━━ Extracted information
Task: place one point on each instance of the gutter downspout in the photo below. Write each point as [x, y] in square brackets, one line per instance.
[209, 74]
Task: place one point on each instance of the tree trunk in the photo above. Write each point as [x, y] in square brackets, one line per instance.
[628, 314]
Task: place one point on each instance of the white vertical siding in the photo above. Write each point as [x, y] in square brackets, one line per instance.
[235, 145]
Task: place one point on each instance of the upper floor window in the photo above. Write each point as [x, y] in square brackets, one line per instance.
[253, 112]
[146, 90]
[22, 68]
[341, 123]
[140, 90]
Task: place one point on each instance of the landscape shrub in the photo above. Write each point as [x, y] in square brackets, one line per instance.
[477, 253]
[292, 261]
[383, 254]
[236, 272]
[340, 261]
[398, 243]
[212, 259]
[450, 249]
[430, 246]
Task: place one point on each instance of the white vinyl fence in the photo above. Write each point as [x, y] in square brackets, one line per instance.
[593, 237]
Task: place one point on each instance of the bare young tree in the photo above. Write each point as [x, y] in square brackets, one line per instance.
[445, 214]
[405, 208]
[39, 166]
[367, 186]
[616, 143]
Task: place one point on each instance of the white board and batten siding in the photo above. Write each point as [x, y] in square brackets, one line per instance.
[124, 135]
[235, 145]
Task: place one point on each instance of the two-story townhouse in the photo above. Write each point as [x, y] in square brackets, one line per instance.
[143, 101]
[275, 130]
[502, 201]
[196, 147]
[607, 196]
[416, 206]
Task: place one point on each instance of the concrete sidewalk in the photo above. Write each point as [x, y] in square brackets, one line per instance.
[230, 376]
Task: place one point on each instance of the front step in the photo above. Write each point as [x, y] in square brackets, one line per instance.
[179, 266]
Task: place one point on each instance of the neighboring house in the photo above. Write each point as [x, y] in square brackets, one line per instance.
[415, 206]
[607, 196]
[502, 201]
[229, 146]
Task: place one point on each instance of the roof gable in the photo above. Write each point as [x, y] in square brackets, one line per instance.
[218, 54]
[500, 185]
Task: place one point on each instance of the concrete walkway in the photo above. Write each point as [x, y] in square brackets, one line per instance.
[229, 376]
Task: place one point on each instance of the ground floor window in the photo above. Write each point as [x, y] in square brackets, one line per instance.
━━━━
**Given problem:** Edit all the items above by replacing every occurrence of "square brackets" with "parentheses". Reproduce them in full, with nothing else altered.

**Answer to the exercise:**
Task: place one point on each instance of the gutter downspout in the photo below. Write each point as [x, y] in parentheses, one line per instance.
[209, 74]
Task: place one point on each instance of the tree trunk in the photo above. Write each point as [x, y] in parentheses, one line per instance.
[628, 314]
Task: place one point on each instance of the white vertical siding in the photo above. Write each point as [x, y] in parentheses, one line per instance.
[235, 145]
Task: place one point on each instance of the upper floor window in the photo above. Write each point as [x, y] in parentheses, one line per instance.
[253, 112]
[146, 90]
[22, 68]
[341, 123]
[140, 90]
Task: place one point on each instance of the landscape shrub in the photo above. Write each point as [x, y] in parentheses, one line per instance.
[477, 253]
[292, 261]
[383, 254]
[236, 272]
[340, 261]
[398, 243]
[212, 259]
[450, 249]
[430, 246]
Task: place one point on each instance of the white vinyl fence in the photo above. Write each point as [x, y] in parentheses, one line per instance.
[593, 237]
Task: place one point on each instance of the bare young tree in the photo above. Write each point as [x, y] in parentheses, one line per instance.
[445, 214]
[405, 208]
[39, 166]
[367, 186]
[616, 143]
Task: place one point on each instance of the white board and batten siding in the photo above. Write each point as [x, y] in parentheses, one line per instance.
[124, 135]
[235, 145]
Task: place one point on each instance of the two-story townhouse in the photo above. Write each point as [x, y] in parentheses, one line per instance.
[143, 101]
[275, 130]
[502, 201]
[196, 147]
[607, 196]
[416, 206]
Task: place one point on each instance of the concrete sidewalk in the photo above. Write each point as [x, y] in parentheses, one line per instance.
[230, 376]
Task: place one point on each instance of the front step in the photo above. Write each point as [x, y] in parentheses, one line per instance.
[179, 266]
Task: place one point on each instance of the neighboring house in the photo above. Write each point as [x, y] in parentheses, one line per instance.
[415, 206]
[607, 196]
[502, 201]
[229, 146]
Task: place one point on each instance of the roof gable in the photo above. Write each point as [x, y] in parentheses, one line per instance.
[218, 54]
[500, 185]
Task: place one point on each instance of the concrete walkway in the photo above. Write each point as [x, y] in parentheses, one line per instance.
[229, 376]
Task: place one point on each instance of the ground floor window in the photo above. Write each point as [x, y] in parentheses, one line per instance.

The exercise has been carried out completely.